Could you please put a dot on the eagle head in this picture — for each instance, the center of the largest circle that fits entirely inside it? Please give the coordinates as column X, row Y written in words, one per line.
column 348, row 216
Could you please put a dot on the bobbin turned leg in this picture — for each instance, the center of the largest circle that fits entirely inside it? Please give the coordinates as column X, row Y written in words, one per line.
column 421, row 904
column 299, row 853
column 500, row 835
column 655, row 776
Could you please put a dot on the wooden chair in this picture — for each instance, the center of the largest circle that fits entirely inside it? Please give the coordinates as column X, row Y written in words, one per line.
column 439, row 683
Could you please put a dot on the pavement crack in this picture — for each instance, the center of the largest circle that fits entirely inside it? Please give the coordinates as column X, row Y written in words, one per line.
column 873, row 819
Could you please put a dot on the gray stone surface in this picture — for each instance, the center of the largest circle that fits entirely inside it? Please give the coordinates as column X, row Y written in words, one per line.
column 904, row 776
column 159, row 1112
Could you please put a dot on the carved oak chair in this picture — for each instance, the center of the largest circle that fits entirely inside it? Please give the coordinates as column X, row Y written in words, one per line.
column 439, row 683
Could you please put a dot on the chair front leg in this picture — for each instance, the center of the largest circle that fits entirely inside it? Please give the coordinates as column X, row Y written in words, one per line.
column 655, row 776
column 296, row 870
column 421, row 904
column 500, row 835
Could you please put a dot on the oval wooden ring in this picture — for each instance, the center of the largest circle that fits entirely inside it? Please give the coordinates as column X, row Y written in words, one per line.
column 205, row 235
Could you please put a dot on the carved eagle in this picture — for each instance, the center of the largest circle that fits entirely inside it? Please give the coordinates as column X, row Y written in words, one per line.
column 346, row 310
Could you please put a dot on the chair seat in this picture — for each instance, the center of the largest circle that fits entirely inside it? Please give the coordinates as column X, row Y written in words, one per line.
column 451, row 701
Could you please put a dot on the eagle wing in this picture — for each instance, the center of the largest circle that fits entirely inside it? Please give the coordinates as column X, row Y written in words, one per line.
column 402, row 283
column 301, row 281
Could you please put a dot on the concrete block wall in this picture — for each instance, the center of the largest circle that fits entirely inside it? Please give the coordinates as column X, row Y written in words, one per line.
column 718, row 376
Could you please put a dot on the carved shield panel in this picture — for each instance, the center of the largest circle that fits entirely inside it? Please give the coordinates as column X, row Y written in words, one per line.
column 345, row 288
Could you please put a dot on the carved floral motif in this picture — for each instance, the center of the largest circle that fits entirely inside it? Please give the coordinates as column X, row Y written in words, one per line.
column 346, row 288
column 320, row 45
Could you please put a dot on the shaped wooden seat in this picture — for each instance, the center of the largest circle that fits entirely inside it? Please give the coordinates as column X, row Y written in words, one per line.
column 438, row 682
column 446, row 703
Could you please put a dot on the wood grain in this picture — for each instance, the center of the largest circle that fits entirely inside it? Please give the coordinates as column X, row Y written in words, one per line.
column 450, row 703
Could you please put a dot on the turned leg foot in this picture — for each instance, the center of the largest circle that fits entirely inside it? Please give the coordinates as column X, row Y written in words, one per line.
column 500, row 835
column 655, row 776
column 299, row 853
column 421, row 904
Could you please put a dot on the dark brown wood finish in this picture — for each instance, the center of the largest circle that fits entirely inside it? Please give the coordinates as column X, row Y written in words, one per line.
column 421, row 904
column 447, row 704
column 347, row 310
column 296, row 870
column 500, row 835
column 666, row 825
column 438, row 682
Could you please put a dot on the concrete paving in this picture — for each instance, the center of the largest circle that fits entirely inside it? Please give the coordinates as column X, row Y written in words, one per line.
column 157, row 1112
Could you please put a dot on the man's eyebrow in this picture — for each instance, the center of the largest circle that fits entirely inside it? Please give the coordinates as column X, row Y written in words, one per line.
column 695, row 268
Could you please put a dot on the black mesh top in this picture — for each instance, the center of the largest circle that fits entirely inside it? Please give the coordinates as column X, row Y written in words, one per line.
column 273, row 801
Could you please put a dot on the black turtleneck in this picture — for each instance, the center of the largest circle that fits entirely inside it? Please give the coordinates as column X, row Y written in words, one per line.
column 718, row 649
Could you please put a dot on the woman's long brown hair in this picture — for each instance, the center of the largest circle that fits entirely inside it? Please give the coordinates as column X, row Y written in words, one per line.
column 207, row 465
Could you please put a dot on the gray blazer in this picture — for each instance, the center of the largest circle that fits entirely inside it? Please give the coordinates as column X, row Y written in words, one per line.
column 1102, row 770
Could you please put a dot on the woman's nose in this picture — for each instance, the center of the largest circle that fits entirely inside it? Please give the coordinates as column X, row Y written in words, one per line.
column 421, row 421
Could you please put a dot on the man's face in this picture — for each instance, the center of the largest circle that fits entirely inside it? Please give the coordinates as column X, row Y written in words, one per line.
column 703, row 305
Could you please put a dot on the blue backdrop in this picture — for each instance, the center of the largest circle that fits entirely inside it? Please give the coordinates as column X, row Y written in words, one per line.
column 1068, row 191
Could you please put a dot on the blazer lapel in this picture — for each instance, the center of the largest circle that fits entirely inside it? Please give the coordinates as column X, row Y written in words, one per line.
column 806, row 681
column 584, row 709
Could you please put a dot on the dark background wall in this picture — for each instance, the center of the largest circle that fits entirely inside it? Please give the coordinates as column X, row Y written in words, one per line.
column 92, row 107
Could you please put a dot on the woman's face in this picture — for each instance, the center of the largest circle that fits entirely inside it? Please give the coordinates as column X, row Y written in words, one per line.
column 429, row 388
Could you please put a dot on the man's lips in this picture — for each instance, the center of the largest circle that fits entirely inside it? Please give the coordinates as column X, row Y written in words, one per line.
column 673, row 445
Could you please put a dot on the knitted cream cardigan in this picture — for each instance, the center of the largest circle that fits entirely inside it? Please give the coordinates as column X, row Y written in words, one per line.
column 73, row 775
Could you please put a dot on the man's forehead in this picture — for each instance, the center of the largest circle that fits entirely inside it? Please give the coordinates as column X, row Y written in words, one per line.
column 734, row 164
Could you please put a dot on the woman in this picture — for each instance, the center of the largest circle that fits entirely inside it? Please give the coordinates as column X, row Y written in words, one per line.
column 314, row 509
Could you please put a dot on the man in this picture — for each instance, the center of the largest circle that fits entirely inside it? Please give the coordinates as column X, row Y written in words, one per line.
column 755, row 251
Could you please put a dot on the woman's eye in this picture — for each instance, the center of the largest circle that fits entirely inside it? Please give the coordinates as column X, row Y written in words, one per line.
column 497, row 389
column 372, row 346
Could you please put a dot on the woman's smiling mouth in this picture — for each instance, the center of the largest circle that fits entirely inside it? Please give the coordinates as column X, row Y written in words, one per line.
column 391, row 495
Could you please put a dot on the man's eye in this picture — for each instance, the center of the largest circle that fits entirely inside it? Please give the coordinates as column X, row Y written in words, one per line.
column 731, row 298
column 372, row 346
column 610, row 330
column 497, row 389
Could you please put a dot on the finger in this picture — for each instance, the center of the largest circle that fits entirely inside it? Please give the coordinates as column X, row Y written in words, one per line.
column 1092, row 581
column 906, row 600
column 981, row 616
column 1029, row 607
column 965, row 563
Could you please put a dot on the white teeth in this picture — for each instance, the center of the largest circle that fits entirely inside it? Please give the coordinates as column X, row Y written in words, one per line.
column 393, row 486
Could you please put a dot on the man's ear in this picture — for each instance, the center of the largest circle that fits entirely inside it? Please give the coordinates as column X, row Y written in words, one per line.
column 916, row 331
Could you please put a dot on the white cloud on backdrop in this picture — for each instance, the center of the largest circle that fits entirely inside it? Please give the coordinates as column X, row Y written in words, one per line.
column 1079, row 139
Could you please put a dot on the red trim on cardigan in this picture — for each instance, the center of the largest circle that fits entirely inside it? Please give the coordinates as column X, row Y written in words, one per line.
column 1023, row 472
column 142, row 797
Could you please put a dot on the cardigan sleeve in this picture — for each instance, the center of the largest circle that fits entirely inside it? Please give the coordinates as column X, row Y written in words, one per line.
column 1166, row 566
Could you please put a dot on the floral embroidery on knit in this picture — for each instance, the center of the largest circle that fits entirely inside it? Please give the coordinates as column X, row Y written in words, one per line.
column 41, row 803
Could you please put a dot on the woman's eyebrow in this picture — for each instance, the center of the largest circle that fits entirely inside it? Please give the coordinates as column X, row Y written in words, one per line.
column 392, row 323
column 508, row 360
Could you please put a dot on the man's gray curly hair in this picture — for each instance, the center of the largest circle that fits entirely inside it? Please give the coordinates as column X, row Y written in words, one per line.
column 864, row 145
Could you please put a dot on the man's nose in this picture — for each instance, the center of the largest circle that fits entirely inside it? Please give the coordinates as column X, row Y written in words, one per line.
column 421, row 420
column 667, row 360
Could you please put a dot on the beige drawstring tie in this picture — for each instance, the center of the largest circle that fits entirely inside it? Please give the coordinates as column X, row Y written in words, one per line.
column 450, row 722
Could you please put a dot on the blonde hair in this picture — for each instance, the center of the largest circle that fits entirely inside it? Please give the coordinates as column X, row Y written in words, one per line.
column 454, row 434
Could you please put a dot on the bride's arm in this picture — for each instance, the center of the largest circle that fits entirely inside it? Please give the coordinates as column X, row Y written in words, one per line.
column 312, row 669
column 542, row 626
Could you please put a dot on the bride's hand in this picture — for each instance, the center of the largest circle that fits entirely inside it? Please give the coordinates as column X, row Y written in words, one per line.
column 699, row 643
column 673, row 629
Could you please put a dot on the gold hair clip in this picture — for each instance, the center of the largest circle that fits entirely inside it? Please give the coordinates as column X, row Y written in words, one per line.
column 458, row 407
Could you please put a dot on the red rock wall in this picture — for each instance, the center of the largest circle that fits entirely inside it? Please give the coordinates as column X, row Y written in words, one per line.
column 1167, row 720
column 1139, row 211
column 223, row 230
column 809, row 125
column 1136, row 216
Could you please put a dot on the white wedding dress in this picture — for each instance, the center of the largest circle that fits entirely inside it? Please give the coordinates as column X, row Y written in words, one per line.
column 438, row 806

What the task requires –
Would you output the lines from the one that contains "Could you please put a dot on the bride's arm" to the end of the data, both ends included, exactly as they appear?

Result of the exercise –
Could you please put a dot on the bride's arm in this picture — for each instance, the center of the largest circle that fits entirely inside it? Please give the coordinates as column X, row Y written in words, one per line.
column 312, row 669
column 542, row 626
Could you please put a dot on the bride's hand in this picture — for each instance, the center of the largest circle that fits entirely inside it? Please give the coordinates as column X, row Y written in words, one per line.
column 699, row 643
column 673, row 629
Could you please put a dot on the gold hair clip in this picture — for each instance, the center of the largest circle that fits entirely inside it? Please give the coordinates as column X, row Y written in words, one per line.
column 458, row 407
Could you please put a dot on the red rock wall in this picture — for each instance, the center of the largest circle that fits entirely inside it? Please give the coordinates as column X, row Y written in words, one per line.
column 1167, row 720
column 1139, row 211
column 223, row 230
column 809, row 125
column 1136, row 216
Could you please put a dot on the white wedding dress in this picture — for each instance, the center of the largest circle that fits entirely inside it? Please give the coordinates as column X, row Y written in words, one per line.
column 438, row 806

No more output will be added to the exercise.